--- EXTRAIT ---

On trouva dans ces retranchements vingt-quatre canons, que l’on tourna contre Stralsund. Le siége fut poussé avec l’opiniâtreté et la confiance que devait donner ce premier succès. On canonna et on bombarda la ville presque sans relâche.

Vis-à-vis Stralsund, dans la mer Baltique, est l’île de Rugen, qui sert de rempart à cette place, et où la garnison et les bourgeois auraient pu se retirer s’ils avaient eu des barques pour les transporter. Cette île était d’une conséquence extrême pour Charles : il voyait bien que, si les ennemis en étaient les maîtres, il se trouverait assiégé par terre et par mer ; et que, selon toutes les apparences, il serait réduit, ou à s’ensevelir sous les ruines de Stralsund, ou à se voir prisonnier de ces mêmes ennemis qu’il avait si longtemps méprisés, et auxquels il avait imposé des lois si dures. Cependant le malheureux état de ses affaires ne lui avait pas permis de mettre dans Rugen une garnison suffisante ; il n’y avait pas plus de deux mille hommes de troupes.

---

CONSIGNE 1: Recopiez mot pour mot le passage sur le siège de Stralsund en commençant aux mots « Vis-à-vis Stralsund, dans » et en vous arrêtant après « hommes de troupes. ».
CONSIGNE 2: Citez telles quelles les lignes des enregistrements, de celle qui contient « fork and produce bounding box coordinates for each. » jusqu'à celle qui contient « [888,320,942,446] », incluses.

--- DONNÉES BRUTES ---

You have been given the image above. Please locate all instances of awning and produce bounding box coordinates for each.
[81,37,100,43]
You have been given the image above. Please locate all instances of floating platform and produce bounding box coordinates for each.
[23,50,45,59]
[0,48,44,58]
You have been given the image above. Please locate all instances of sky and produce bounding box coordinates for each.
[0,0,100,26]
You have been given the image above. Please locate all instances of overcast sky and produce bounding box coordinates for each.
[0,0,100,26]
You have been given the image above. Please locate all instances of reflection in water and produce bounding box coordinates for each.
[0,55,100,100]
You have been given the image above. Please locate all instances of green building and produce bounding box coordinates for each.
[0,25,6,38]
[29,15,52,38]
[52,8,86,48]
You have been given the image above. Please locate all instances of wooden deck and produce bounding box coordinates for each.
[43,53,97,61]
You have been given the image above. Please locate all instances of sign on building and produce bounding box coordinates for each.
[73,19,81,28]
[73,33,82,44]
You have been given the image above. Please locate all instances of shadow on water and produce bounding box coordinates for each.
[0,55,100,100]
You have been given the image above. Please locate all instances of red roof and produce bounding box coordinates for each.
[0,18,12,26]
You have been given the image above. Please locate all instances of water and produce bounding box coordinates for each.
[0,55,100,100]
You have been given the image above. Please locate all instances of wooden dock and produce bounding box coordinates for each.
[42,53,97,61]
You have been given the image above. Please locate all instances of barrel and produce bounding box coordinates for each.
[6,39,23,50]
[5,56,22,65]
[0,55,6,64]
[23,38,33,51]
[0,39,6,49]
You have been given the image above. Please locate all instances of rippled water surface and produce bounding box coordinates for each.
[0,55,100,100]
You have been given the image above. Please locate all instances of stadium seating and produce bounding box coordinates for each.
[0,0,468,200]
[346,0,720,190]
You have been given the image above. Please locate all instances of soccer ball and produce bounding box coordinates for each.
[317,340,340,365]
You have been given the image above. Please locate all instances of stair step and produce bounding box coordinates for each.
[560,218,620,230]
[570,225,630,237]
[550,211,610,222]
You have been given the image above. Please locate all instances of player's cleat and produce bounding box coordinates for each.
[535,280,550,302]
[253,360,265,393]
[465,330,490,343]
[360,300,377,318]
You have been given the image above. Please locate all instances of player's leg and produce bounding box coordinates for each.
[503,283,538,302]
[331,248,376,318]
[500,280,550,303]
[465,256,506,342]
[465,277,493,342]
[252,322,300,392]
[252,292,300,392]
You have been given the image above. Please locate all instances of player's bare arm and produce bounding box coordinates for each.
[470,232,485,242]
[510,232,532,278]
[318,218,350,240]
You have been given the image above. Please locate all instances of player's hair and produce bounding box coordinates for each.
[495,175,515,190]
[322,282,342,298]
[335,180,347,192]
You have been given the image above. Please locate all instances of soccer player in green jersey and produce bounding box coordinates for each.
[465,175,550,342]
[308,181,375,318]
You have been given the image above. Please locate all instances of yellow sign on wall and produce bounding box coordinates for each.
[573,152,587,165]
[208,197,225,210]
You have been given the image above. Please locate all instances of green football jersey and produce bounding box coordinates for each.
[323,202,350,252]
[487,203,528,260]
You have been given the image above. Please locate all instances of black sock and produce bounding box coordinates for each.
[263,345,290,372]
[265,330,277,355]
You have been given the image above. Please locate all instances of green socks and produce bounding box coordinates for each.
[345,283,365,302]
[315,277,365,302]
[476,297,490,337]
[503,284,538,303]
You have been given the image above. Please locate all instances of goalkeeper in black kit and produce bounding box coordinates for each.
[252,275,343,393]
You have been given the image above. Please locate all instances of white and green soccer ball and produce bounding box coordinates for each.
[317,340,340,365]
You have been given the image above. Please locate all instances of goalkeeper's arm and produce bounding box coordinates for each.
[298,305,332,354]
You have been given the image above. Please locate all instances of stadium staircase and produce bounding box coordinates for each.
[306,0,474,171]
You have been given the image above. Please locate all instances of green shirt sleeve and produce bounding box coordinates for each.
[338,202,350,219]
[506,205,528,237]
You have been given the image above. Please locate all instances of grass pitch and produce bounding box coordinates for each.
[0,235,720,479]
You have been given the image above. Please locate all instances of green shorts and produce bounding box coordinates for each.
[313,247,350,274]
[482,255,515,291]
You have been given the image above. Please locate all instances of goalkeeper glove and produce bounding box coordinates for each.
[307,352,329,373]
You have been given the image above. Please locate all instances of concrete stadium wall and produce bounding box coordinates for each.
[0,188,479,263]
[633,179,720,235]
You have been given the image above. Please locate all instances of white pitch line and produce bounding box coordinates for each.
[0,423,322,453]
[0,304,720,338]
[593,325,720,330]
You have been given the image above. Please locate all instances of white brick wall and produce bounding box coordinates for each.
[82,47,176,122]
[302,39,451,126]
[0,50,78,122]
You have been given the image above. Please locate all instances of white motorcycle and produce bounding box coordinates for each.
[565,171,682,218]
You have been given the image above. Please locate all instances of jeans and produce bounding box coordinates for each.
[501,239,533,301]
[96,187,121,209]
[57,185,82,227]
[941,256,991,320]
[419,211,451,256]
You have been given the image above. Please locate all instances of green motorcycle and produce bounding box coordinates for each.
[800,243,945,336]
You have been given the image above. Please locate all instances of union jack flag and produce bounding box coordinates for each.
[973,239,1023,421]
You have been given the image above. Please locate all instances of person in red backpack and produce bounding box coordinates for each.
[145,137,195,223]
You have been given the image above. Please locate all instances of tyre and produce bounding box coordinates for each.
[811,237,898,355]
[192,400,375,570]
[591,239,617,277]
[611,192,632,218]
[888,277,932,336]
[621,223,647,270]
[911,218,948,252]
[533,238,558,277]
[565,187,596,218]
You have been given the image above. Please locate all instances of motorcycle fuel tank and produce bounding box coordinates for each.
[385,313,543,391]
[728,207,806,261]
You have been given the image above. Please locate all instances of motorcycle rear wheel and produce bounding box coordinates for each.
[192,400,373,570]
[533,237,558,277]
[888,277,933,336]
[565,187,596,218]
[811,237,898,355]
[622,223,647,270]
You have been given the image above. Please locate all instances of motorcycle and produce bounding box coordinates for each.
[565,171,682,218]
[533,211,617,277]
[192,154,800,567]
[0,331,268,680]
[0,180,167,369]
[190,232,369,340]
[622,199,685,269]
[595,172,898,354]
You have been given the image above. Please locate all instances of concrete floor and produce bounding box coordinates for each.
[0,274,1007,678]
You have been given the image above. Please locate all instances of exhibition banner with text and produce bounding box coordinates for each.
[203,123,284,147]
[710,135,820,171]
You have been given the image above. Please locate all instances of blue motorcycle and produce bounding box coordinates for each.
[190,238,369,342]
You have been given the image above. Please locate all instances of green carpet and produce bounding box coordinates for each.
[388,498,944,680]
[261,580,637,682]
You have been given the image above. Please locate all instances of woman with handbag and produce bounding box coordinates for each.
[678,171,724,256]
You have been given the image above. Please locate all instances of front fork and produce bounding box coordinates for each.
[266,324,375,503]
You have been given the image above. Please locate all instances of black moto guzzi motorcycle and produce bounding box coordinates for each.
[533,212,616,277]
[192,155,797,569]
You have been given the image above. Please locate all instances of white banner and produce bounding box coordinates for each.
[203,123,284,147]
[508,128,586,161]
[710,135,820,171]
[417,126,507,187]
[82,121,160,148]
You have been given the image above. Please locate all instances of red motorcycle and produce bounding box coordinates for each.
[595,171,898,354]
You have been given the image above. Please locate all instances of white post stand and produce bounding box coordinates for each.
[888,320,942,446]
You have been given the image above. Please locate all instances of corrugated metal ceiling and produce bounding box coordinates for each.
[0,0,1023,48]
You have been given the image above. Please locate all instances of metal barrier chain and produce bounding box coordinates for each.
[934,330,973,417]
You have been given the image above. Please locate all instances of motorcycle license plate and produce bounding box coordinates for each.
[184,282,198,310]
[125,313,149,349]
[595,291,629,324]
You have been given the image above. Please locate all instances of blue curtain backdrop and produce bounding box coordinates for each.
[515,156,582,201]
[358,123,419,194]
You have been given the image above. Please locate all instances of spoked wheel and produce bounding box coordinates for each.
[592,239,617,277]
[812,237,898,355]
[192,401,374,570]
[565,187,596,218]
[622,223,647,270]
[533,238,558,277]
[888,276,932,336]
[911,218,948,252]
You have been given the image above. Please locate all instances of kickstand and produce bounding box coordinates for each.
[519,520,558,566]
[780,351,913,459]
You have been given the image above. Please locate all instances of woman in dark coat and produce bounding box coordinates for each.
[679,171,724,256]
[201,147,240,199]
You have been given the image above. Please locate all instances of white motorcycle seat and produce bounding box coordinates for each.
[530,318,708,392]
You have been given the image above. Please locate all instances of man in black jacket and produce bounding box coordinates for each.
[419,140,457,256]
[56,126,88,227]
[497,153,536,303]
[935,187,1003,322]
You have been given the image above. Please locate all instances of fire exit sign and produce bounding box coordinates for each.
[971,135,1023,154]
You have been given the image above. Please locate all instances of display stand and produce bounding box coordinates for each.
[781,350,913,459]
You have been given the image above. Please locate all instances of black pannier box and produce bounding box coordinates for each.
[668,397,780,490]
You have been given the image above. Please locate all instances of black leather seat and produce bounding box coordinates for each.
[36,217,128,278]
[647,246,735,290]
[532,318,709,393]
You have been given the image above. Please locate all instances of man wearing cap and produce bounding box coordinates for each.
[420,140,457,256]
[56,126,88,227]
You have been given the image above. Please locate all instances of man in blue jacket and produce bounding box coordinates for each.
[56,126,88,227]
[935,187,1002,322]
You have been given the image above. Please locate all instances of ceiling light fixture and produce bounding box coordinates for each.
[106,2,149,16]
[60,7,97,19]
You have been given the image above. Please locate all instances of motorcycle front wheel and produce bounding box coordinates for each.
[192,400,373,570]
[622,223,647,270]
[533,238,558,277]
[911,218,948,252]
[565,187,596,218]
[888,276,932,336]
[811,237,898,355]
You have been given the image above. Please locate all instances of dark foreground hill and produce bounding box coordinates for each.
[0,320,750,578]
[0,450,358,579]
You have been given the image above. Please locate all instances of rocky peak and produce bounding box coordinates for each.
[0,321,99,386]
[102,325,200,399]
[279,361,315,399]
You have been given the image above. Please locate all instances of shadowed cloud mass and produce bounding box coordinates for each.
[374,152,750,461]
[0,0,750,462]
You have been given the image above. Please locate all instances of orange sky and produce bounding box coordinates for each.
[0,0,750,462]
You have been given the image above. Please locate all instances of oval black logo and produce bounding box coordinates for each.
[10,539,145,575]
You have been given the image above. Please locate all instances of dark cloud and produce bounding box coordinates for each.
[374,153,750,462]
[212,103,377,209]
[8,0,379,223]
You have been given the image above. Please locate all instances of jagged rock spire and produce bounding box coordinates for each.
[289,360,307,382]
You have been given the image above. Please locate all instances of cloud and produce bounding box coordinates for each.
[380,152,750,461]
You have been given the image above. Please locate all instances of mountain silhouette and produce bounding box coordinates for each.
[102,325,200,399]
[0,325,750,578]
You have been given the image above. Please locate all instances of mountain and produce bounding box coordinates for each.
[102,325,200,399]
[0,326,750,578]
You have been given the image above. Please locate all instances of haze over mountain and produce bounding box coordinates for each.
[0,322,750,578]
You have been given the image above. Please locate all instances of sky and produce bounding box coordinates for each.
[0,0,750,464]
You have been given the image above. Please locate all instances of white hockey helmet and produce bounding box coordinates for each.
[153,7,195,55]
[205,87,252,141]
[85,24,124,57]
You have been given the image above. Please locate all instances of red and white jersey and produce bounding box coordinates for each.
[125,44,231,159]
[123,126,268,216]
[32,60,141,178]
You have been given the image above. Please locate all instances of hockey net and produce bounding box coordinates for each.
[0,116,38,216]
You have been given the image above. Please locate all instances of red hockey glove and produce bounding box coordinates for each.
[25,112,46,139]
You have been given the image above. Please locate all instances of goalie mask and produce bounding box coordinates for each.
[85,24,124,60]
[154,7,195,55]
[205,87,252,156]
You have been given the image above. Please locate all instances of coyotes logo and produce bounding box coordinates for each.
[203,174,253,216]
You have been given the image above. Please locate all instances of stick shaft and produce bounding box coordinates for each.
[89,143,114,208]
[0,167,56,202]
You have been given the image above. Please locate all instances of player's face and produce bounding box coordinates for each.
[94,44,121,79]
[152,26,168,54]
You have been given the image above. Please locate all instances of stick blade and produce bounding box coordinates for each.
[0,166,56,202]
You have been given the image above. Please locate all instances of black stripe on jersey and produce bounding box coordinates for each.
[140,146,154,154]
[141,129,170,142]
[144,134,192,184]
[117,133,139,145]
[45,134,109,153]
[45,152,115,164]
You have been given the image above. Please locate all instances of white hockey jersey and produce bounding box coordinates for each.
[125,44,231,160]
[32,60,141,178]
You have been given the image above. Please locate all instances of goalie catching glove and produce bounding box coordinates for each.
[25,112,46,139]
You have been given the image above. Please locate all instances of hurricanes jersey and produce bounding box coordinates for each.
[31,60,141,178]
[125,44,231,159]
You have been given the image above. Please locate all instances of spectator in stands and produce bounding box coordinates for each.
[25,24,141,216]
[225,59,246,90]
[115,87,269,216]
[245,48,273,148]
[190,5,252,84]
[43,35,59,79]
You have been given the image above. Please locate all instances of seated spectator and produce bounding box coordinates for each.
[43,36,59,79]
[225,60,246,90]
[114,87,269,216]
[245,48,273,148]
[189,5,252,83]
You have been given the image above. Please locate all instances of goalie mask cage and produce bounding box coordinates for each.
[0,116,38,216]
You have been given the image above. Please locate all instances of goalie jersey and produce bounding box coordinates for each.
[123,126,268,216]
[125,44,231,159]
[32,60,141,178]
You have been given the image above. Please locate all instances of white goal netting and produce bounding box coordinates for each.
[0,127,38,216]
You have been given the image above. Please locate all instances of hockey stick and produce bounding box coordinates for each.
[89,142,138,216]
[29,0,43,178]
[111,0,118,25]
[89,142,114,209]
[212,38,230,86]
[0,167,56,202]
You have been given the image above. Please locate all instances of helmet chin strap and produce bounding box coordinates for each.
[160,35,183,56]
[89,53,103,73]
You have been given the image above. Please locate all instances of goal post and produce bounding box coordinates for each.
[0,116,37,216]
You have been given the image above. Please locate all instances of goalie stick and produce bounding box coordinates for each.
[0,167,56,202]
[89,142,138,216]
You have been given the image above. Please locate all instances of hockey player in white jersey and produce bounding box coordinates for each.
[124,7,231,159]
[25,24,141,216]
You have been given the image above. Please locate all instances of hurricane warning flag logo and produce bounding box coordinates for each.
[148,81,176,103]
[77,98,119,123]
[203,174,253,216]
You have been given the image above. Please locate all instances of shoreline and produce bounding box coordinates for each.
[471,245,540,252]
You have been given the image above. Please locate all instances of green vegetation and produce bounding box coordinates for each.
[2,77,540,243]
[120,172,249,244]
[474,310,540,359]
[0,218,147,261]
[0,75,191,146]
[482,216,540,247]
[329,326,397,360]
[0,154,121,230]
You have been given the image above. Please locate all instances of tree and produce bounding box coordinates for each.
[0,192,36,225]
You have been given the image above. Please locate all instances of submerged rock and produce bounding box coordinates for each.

---

BONNE RÉPONSE 1:
Vis-à-vis Stralsund, dans la mer Baltique, est l’île de Rugen, qui sert de rempart à cette place, et où la garnison et les bourgeois auraient pu se retirer s’ils avaient eu des barques pour les transporter. Cette île était d’une conséquence extrême pour Charles : il voyait bien que, si les ennemis en étaient les maîtres, il se trouverait assiégé par terre et par mer ; et que, selon toutes les apparences, il serait réduit, ou à s’ensevelir sous les ruines de Stralsund, ou à se voir prisonnier de ces mêmes ennemis qu’il avait si longtemps méprisés, et auxquels il avait imposé des lois si dures. Cependant le malheureux état de ses affaires ne lui avait pas permis de mettre dans Rugen une garnison suffisante ; il n’y avait pas plus de deux mille hommes de troupes.

BONNE RÉPONSE 2:
You have been given the image above. Please locate all instances of front fork and produce bounding box coordinates for each.
[266,324,375,503]
You have been given the image above. Please locate all instances of black moto guzzi motorcycle and produce bounding box coordinates for each.
[533,212,616,277]
[192,155,797,569]
You have been given the image above. Please locate all instances of white banner and produce bounding box coordinates for each.
[203,123,284,147]
[508,128,586,161]
[710,135,820,171]
[417,126,507,187]
[82,121,160,148]
You have been given the image above. Please locate all instances of red motorcycle and produce bounding box coordinates for each.
[595,171,898,354]
You have been given the image above. Please locate all instances of white post stand and produce bounding box coordinates for each.
[888,320,942,446]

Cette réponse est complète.